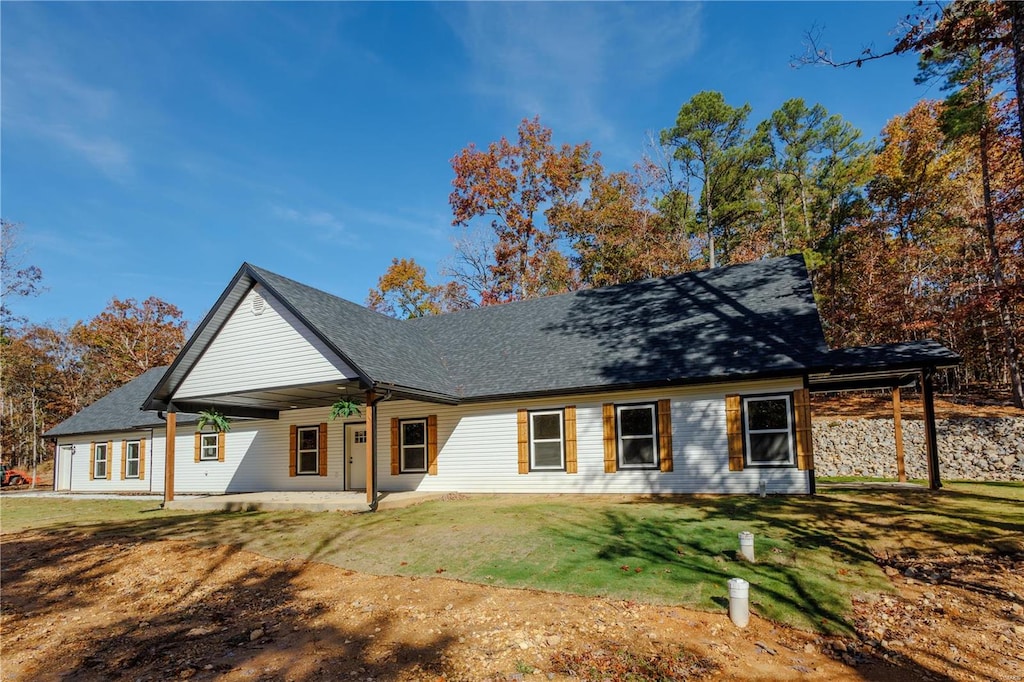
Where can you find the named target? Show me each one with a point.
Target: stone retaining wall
(969, 449)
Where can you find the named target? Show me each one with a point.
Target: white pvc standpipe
(747, 545)
(739, 601)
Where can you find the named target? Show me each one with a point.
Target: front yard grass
(813, 553)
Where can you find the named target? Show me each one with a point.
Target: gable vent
(257, 304)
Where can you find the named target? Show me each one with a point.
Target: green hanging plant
(344, 408)
(214, 418)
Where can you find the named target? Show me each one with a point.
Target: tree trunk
(1006, 312)
(1017, 35)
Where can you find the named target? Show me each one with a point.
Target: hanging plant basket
(345, 408)
(214, 419)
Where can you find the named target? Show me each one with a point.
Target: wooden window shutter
(734, 429)
(522, 424)
(322, 451)
(571, 465)
(608, 419)
(394, 446)
(805, 441)
(665, 433)
(432, 444)
(293, 450)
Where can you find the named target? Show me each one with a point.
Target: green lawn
(813, 553)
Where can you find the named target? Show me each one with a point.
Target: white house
(692, 383)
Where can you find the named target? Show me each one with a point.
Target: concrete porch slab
(343, 501)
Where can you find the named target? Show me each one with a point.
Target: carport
(893, 367)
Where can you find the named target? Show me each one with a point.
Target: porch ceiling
(249, 403)
(824, 383)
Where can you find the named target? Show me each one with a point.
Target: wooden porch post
(898, 424)
(931, 438)
(371, 449)
(169, 457)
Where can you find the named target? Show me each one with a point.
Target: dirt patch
(962, 614)
(98, 608)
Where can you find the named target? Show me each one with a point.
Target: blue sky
(151, 148)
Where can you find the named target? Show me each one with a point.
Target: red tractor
(9, 476)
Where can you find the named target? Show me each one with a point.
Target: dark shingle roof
(119, 410)
(743, 321)
(388, 350)
(893, 355)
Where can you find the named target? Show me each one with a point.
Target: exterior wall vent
(257, 303)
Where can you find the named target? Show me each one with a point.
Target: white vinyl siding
(477, 446)
(256, 457)
(74, 463)
(289, 354)
(477, 451)
(547, 440)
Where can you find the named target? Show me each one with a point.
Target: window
(768, 422)
(637, 436)
(99, 461)
(308, 450)
(208, 445)
(547, 446)
(413, 444)
(131, 459)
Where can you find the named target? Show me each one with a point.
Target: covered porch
(341, 501)
(893, 368)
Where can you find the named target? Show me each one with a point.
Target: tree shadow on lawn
(206, 628)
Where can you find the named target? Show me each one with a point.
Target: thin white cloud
(44, 101)
(566, 61)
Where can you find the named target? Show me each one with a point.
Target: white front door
(355, 457)
(64, 468)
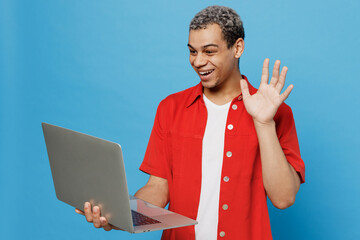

• Work request: Output the records exactly as they appear, skipping any pictures.

• Reply:
Where can you find the named target? Show me each one with a point.
Target: stone retaining wall
(969, 449)
Where can you find the named target? Show me each one with a point.
Target: white pvc standpipe
(747, 545)
(739, 601)
Where can you find the named target? Show me each one with a point.
Target: front yard grass
(813, 553)
Where can you find the named target? Show me each one with a point.
Target: gable vent
(257, 304)
Where can you find the named target? Show me each one with a point.
Target: green hanging plant
(344, 408)
(214, 418)
Where can you find the named target? Show me each one with a point.
Target: tree trunk
(1006, 312)
(1017, 35)
Where can you find the named target? Show me each one with a point.
Target: hanging plant basket
(345, 408)
(214, 419)
Where can you find the named target? Show me each one with a point.
Target: wooden window shutter
(734, 429)
(522, 424)
(322, 451)
(571, 465)
(608, 419)
(394, 446)
(805, 441)
(665, 433)
(432, 444)
(293, 450)
Where can you find the named target? Show me each one with a point.
Target: green lawn
(813, 553)
Where can you find the named target? Show me each one with a point.
Target: white house
(692, 383)
Where can you find the named target? Show me each one with a point.
Target: concrete porch slab
(343, 501)
Where can you find the named target? Show me each one with a point.
Target: carport
(893, 367)
Where can you find the named target? Show me each one with a point.
Target: porch ceiling
(249, 403)
(824, 383)
Where can you find the named target? Show me each one with a point.
Target: wooden porch post
(898, 424)
(931, 438)
(371, 449)
(169, 457)
Where can you find the named target? Show me each one with a point.
Target: dirt patch
(962, 614)
(98, 608)
Where can you find the named target? Show me each one with a point.
Target: blue sky
(151, 148)
Where can you find the named target? Show me each one with a point.
Target: red tractor
(9, 476)
Where can you find the named target? Show me each one with a point.
Target: dark shingle roof
(119, 410)
(743, 321)
(388, 350)
(893, 355)
Where can you find the named target? Show me each one with a point.
Target: exterior wall vent
(257, 303)
Where can you find the named target? Show me each one with a point.
Target: white vinyl siding
(477, 446)
(256, 457)
(74, 463)
(289, 354)
(477, 451)
(547, 440)
Where can you find the named target? Show me each one with a point.
Target: window
(768, 422)
(637, 436)
(99, 461)
(308, 450)
(208, 445)
(547, 446)
(413, 444)
(131, 459)
Where can you find the named target? Show me each one with a point.
Target: covered porch
(341, 501)
(893, 368)
Where can you find the named target? Show me each one with a point.
Target: tree shadow on lawn
(206, 628)
Where can you find the named target? Show me each one with a point.
Target: thin white cloud
(44, 101)
(566, 61)
Where can you find the named target? Show me each one with a point.
Target: white front door
(355, 457)
(64, 468)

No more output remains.